- Stored items
______________________________
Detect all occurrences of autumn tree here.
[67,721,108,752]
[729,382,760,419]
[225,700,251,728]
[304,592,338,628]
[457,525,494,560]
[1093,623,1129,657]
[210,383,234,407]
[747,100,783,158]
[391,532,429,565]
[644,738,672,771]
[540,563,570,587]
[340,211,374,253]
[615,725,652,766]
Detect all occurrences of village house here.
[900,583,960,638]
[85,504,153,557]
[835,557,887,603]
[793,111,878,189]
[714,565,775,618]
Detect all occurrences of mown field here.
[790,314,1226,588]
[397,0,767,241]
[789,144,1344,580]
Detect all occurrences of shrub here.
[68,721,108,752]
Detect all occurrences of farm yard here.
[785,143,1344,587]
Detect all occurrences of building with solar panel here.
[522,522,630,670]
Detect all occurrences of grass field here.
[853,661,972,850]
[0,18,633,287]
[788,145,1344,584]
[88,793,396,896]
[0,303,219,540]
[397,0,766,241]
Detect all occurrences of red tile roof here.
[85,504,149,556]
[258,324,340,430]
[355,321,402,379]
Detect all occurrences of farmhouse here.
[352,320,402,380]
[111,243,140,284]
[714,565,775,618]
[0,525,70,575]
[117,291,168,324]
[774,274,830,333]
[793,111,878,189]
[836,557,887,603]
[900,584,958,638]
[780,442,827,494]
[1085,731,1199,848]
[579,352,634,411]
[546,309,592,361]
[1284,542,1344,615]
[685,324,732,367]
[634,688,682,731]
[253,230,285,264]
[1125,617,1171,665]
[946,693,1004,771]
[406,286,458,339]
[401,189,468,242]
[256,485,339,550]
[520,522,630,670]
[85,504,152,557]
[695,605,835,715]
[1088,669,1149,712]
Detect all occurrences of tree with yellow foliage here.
______________________________
- What the exercise asks
Arrange every line of the rows above as a Markdown table with two columns, headed No. and Line. Number the lines in order and omit any blank lines.

- Answer to this problem
| No. | Line |
|---|---|
| 1 | Detect all occurrences of autumn tree here. |
| 2 | [67,721,108,752] |
| 3 | [729,382,760,419] |
| 4 | [225,700,251,728] |
| 5 | [304,592,338,628] |
| 6 | [457,525,494,560] |
| 7 | [1093,623,1129,657] |
| 8 | [210,383,234,407] |
| 9 | [747,100,783,158] |
| 10 | [391,532,429,565] |
| 11 | [644,738,672,771] |
| 12 | [540,563,570,587] |
| 13 | [340,211,374,253] |
| 14 | [615,725,652,766] |
| 15 | Detect all occurrences of village house here. |
| 16 | [900,583,960,638] |
| 17 | [85,504,153,557] |
| 18 | [835,557,887,603] |
| 19 | [793,111,878,189] |
| 20 | [714,565,775,618] |
| 21 | Detect all occurrences of mown field here. |
| 22 | [790,314,1226,588] |
| 23 | [397,0,767,241] |
| 24 | [789,144,1344,580] |
| 25 | Detect all occurrences of shrub here. |
| 26 | [68,721,108,752] |
| 27 | Detect all occurrences of farm yard here. |
| 28 | [785,143,1344,587] |
| 29 | Detect all occurrences of building with solar panel here. |
| 30 | [522,522,630,670] |
| 31 | Detect all occurrences of grass field here. |
| 32 | [853,661,972,850] |
| 33 | [0,18,633,287] |
| 34 | [788,145,1344,584] |
| 35 | [88,793,396,896] |
| 36 | [0,303,219,540] |
| 37 | [397,0,766,241] |
| 38 | Detect all occurrences of red tile roof here. |
| 39 | [85,504,149,556] |
| 40 | [258,324,340,430] |
| 41 | [355,321,402,379] |
| 42 | Detect all occurrences of farmhouse here. |
| 43 | [352,320,402,380] |
| 44 | [111,243,140,284] |
| 45 | [714,565,775,618] |
| 46 | [0,525,70,575] |
| 47 | [117,291,168,324] |
| 48 | [774,274,830,333] |
| 49 | [793,111,878,189] |
| 50 | [836,557,887,603] |
| 51 | [900,584,958,638] |
| 52 | [780,442,827,494] |
| 53 | [1085,731,1199,848] |
| 54 | [579,352,634,411] |
| 55 | [546,309,592,361] |
| 56 | [1284,542,1344,615] |
| 57 | [685,324,732,367] |
| 58 | [634,688,682,731] |
| 59 | [253,230,285,264] |
| 60 | [1125,617,1171,665] |
| 61 | [946,693,1004,771] |
| 62 | [406,286,458,339] |
| 63 | [401,189,468,242] |
| 64 | [256,485,339,550] |
| 65 | [520,522,630,670] |
| 66 | [85,504,152,557] |
| 67 | [695,605,835,715] |
| 68 | [1088,669,1149,712] |
| 69 | Detect all occurrences of tree with yellow foliage here. |